### [WORK TO BE COMPLETED]
Please retype the records that appear below, exactly and in full.

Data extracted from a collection
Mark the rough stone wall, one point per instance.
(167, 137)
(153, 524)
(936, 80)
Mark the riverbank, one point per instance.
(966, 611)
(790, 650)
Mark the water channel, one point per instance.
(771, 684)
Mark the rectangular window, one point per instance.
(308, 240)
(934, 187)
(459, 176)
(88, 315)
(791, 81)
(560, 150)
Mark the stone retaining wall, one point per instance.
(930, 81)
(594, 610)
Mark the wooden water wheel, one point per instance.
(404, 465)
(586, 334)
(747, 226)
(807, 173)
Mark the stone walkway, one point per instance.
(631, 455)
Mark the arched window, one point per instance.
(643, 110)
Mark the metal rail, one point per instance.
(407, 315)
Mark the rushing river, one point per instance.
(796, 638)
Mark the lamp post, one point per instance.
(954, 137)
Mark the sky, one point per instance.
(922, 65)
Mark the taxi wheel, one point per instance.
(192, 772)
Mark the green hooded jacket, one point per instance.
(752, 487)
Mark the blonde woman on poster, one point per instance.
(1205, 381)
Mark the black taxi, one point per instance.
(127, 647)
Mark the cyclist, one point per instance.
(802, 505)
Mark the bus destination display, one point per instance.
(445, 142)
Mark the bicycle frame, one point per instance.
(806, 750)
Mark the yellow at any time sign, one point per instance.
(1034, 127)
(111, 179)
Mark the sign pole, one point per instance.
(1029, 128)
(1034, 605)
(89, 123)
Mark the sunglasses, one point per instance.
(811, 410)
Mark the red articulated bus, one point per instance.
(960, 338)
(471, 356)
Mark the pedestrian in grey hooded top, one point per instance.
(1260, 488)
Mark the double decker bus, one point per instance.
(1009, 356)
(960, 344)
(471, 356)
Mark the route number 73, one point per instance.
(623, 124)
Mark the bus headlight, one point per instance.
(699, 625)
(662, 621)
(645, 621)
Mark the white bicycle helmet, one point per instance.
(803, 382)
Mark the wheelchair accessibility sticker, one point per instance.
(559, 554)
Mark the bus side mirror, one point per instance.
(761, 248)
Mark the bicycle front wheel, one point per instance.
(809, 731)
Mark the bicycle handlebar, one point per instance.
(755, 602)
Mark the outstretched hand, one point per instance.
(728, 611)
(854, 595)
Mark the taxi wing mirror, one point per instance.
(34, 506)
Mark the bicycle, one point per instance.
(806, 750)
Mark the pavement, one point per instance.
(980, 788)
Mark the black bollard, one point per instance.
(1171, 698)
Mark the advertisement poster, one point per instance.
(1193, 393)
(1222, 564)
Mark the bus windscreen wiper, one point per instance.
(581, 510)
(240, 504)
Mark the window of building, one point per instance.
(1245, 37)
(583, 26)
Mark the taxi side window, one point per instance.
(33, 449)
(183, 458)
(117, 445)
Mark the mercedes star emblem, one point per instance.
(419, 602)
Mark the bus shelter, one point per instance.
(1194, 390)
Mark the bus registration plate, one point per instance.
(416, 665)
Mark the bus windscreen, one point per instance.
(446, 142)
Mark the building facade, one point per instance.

### [RESULT BELOW]
Mark the rough stone wall, one point per instance.
(167, 137)
(153, 524)
(936, 80)
Mark the riverbank, one point per instance.
(966, 611)
(790, 650)
Mark the water channel, one point per instance.
(771, 684)
Mark the rectangular window, one point per instance.
(308, 240)
(934, 187)
(459, 176)
(88, 315)
(791, 81)
(560, 150)
Mark the stone retaining wall, one point per instance.
(930, 81)
(594, 610)
Mark the wooden water wheel, one point per instance.
(404, 465)
(586, 334)
(747, 226)
(807, 173)
Mark the stone walkway, one point per instance.
(631, 455)
Mark the arched window, one point per instance.
(643, 110)
Mark the metal rail, one point per instance.
(407, 315)
Mark the rushing river, one point per instance.
(796, 638)
Mark the lamp post, one point per instance.
(954, 137)
Mark the sky, one point per instance.
(922, 65)
Mark the taxi wheel, one point per instance.
(192, 772)
Mark the green hooded jacket, one point per instance.
(752, 487)
Mark the blonde woman on poster, one point per instance.
(1205, 381)
Mark the black taxi, one point per instance.
(127, 647)
Mark the cyclist, one point per instance.
(802, 505)
Mark the bus destination display, one point per instance.
(445, 142)
Mark the bicycle frame, one point per instance.
(806, 750)
Mark the yellow at any time sign, one point per instance.
(1034, 127)
(111, 179)
Mark the sign pole, one point per instance.
(1029, 128)
(1034, 605)
(89, 123)
Mark the sunglasses, one point per instance.
(811, 410)
Mark the red articulated bus, one point per instance.
(960, 338)
(471, 356)
Mark the pedestrian in grey hooded top, one point per instance.
(1260, 488)
Mark the double decker bus, one point per instance.
(1009, 356)
(960, 344)
(471, 356)
Mark the route number 73, one point per instance.
(623, 124)
Mark the bus headlight, one point per instance.
(699, 625)
(662, 621)
(645, 621)
Mark the white bicycle helmet, one point per instance.
(803, 382)
Mark the wheelchair accessibility sticker, one point per instance.
(559, 554)
Mark the bus side mirror, one point per instance.
(761, 248)
Mark the bicycle front wheel, one point per instance.
(809, 731)
Mark the bicycle handlebar, one point per instance.
(755, 602)
Mark the outstretched hand, one point per instance.
(728, 611)
(854, 595)
Mark the taxi wing mirror, one point per instance.
(34, 506)
Mark the bicycle, one point per instance.
(806, 750)
Mark the pavement, one point per instance.
(980, 788)
Mark the black bollard, one point per instance.
(1171, 698)
Mark the advertisement poster, one point per instance.
(1193, 393)
(1222, 564)
Mark the bus windscreen wiper, one point per instance.
(581, 510)
(240, 504)
Mark the window of building, one point per instance.
(1245, 37)
(583, 26)
Mark the taxi side window, one point per instance.
(33, 449)
(183, 458)
(117, 445)
Mark the mercedes star emblem, one point per instance.
(419, 602)
Mark the bus shelter, one point per instance.
(1194, 390)
Mark the bus registration plate, one point per instance.
(416, 665)
Mark the bus windscreen, one point per instance.
(446, 142)
Mark the building facade, one point per instance.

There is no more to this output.